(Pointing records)
#####
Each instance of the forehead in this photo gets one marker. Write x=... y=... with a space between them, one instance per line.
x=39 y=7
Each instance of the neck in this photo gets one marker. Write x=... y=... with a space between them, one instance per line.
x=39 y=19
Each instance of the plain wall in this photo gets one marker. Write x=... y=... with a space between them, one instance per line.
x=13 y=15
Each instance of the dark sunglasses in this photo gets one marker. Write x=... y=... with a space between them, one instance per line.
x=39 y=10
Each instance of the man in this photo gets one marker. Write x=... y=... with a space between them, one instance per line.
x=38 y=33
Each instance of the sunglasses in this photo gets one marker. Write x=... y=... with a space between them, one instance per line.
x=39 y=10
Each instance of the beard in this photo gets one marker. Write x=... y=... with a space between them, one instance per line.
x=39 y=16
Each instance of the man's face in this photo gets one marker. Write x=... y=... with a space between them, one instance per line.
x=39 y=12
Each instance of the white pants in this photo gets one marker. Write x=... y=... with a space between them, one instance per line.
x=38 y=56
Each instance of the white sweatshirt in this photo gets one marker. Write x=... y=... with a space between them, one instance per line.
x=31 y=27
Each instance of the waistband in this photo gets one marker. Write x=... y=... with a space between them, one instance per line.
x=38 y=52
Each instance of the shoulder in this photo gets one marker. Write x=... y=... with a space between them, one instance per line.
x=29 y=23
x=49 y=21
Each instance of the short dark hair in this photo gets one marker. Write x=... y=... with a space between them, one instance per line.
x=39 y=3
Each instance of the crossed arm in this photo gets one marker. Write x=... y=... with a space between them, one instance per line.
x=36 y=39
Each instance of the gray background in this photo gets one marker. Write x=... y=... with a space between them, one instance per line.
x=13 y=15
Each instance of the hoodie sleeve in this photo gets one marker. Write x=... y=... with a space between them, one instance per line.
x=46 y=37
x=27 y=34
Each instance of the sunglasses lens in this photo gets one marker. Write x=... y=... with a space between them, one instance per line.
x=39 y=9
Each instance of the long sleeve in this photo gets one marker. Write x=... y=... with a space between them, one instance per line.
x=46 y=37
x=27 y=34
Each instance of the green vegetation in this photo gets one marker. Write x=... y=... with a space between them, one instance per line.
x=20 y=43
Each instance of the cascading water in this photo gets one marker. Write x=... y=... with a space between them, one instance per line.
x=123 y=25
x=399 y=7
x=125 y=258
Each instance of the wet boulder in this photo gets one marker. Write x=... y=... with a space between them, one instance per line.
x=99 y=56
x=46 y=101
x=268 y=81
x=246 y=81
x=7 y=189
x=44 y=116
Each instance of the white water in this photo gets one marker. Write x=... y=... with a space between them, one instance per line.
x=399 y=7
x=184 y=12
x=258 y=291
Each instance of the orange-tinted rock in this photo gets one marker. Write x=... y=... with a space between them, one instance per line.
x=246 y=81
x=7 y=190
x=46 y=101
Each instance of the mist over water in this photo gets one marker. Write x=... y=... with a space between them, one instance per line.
#####
Retype the lines above, copying them exactly, from the line with "Each instance of the beard" up to and including the line with "x=125 y=258".

Answer for this exercise ::
Each instance of the beard in this photo gets one marker. Write x=... y=... with a space between them, one instance per line.
x=39 y=16
Each instance of the man's face in this photo gets one marker. Write x=... y=... with a space between them, one instance per line.
x=39 y=12
Each instance of the white pants in this photo gets one marker. Write x=... y=... with a space between them, one instance per line.
x=38 y=56
Each instance of the white sweatshirt in this photo gets one marker. Write x=... y=... with a space between them, one instance per line.
x=31 y=27
Each instance of the waistband in this photo gets one marker. Write x=... y=... with a space between them, one instance per line.
x=38 y=52
Each instance of the shoulder in this photo gets one marker. Write x=... y=... with a space between them, one instance per line.
x=29 y=23
x=49 y=21
Each instance of the short dark hair in this photo gets one marker. Write x=... y=... with a space between them, one instance per line.
x=39 y=3
Each instance of the crossed arm in this photo gets one marker. Write x=... y=... with a space between them, one instance per line.
x=36 y=39
Each instance of the gray background in this photo gets one marker. Write x=... y=... with a space between them, one instance per line.
x=13 y=15
Each instance of the hoodie sleeve in this photo gets one marker. Write x=... y=... with a space between them, one instance per line.
x=46 y=37
x=27 y=34
Each instance of the sunglasses lens in this photo gets one marker. Write x=... y=... with a space between them, one instance per line.
x=39 y=9
Each instance of the long sleeve in this photo gets one marker. Write x=... y=... with a space between them, one instance per line.
x=46 y=37
x=27 y=34
Each instance of the green vegetation in this photo gets one marker. Write x=... y=... with a space between them, one instance per line.
x=20 y=43
Each instance of the cascading water in this photo gets one marker. Write x=... y=... with a space between them, one instance per line.
x=123 y=25
x=399 y=7
x=125 y=258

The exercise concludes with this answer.